Les techniciens ont toujours leur ATM d'origine comme résidence
administrative. La conclusion est pour le moins burlesque : les
Directeur du Territoire et les agents qu'il est supposé chapeauter
sont dans deux structures différentes. Mais parfois, ils réussissent
à se parler.
Les
problèmes soulevés par le projet des territoires n'ont pas été
réglés. La hiérarchie a fait la sourde oreille et n'a pas hésité
à mentir pour faire taire les récalcitrants. La vérité vient
d'en-haut, c'est bien connu. En bas, on ne saurait avoir raison, nos
grades inférieurs ne nous permettent pas d'avoir une opinion ou un
avis. Pour nous clouer le bec, nos hiérarques ont pondu un nouveau
projet qui met fin au précédent mais en conservant ses
incohérences.
Après
avoir découpé la France en super régions et les avoir démembrées
pour faire les territoires, on redécoupe tout pour former des
secteurs. Il faut simplifier, mais à la française : en
n'arrangeant personne. On commence par supprimer les petites agences
et les antennes annexes, on regroupe les techniciens à un même
endroit et on prétend que ce sera plus pratique et économique. Mais
qu'on se rassure, le rayon d'action des techniciens ne va pas
augmenter grâce à un procédé magique : les zones les plus
reculées et les moins accessibles seront confiées aux secteurs
voisins qui feront pareillement avec les leurs. Ces messieurs du
siège espèrent nous faire gober ça !
Retour
sur 2015.
L'année
avait commencé avec le drame de Charlie Hebdo, elle s'est terminée
dans le sang avec la fusillade du Bataclan. Ces deux événements
occupèrent une large place dans l'actualité, on comprend bien
pourquoi. Sur le plan politique, les discussions ont tourné autour
de l'état d'urgence, de sa reconduction, de son inscription dans la
Constitution, enfin de la déchéance de la nationalité. Les débats
continuent. La question de la déchéance ne sera pas tranchée de
sitôt étant donné que les partisans ou les adversaires ont chacun
des arguments valables.
Que
s'est-il passé à l'ATM durant mon absence ? Probablement rien,
à part une délocalisation de l'agence, non pas en Chine ou dans
quelques endroits exotiques de l'Europe de l'Est mais quelques rues
plus loin dans des locaux plus solides, plus propres et plus
modernes. D'autres choses ont changé mais elles ne doivent pas être
importantes puisque c'est une étudiante en formation par alternance
qui me les a indiquées. Après treize mois d'absence, j'aurais cru
que les cadres m'en auraient parlé eux-mêmes, ils n'en ont rien
fait. J'ai toujours cette fâcheuse manie d'avoir des illusions.
________________________________________
CONSIGNES ▸
A. D'après le passage sur la réorganisation de l'ATM, par quel événement l'année 2015 s'est-elle terminée ?
B. Poursuivez le passage sur la réorganisation de l'ATM en reprenant juste après sa dernière phrase.

DONNÉES ▸
________________________________________
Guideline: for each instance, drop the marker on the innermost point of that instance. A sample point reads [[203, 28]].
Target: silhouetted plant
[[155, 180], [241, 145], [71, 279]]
________________________________________
RÉPONSES ▸
A. Par la fusillade du Bataclan.

B.
2016,
une nouvelle année commence.
Pour
moi, cette année a commencé le premier février. Le mois de janvier
ne s'est pas évaporé dans un changement de calendrier : il a
été bien rempli mais pas au travail. Mes collègues en activité
durant cette période ont été confrontés aux prémices du projet
de restructuration évoqué plus haut. Les négociations avec les
syndicats continuent. Le texte définitif n'est donc pas encore
signé. Pourtant, et la chose est on ne peut plus cocasse, un
calendrier pour son application a déjà été diffusé comme si tout
était acté. Mais, contrairement aux précédents remaniements, le
siège a sorti le grand jeu en privilégiant le côté participatif.
Voilà ce qu'il faut comprendre : « On
sait que vous ne voulez pas de ce projet mais nous sommes prêt à
entendre toutes vos idées pour que vous l'appliquiez quand même tel
que nous le souhaitons. On appellera ça le projet
d'établissement ! »
« Le
changement, c'est maintenant ; après, c'est trop tard ! »
Le
changement est devenu une véritable manie. Il se fait attendre en
politique bien que tous les candidats, à toutes les élections et
tous partis confondus, le promettent mais il ne vient jamais. Dans
les entreprises, il est omniprésent mais sous des formes rarement
bénéfiques. On le désigne par le terme de restructuration. « Une
restructuration est une opération par laquelle un ensemble organisé
voit sa structure organisationnelle remaniée en vue d’atteindre
une nouvelle configuration. »
J'ai
lu sur un site juridique que « un
plan de restructuration est rendu nécessaire lorsque la santé
financière d'une entreprise l'oblige à faire des sacrifices. »
En règle générale, les conséquences de ces opérations
ne touchent jamais ceux qui les mettent en marche et les sacrifices
se font sur le dos des employés par des licenciements, des baisses
de salaire, une augmentation du temps de travail. L'élaboration de
ces plans de restructuration se fait toujours en haut lieu, ce qui
est stupide. Les dirigeants devraient dire à leurs employés les but
qu'ils souhaitent atteindre, dans l'intérêt de tous, bien entendu,
et ce sont ces mêmes employés qui élaboreraient les modalités du
changement. En effet, qui d'autre qu'eux connaissent le travail et
comment il convient de le faire ? On appelle ça la démocratie,
un concept trop généralement ignoré.
De
quoi sont composées les restructurations ?
La
direction de la DSEM a pris le parti de ne pas affoler les
techniciens en dissimulant ses restructurations successives sous des
noms qui sont prévus pour rassurer mais qui, en fait, soulèvent des
torrents d'épouvante. Un groupe de lettres peut parfois faire
l'affaire : le précédent projet s'appelait PPO
(pour Projet Performance
Opérationnelle). L'adjonction
d'un terme rassurant est de temps en temps utilisé : au
courrier, le projet Facteur d'Avenir est l'exemple type de
l'hypocrisie des cadres dirigeants. Ce sont, il est vrai, de grands
comiques.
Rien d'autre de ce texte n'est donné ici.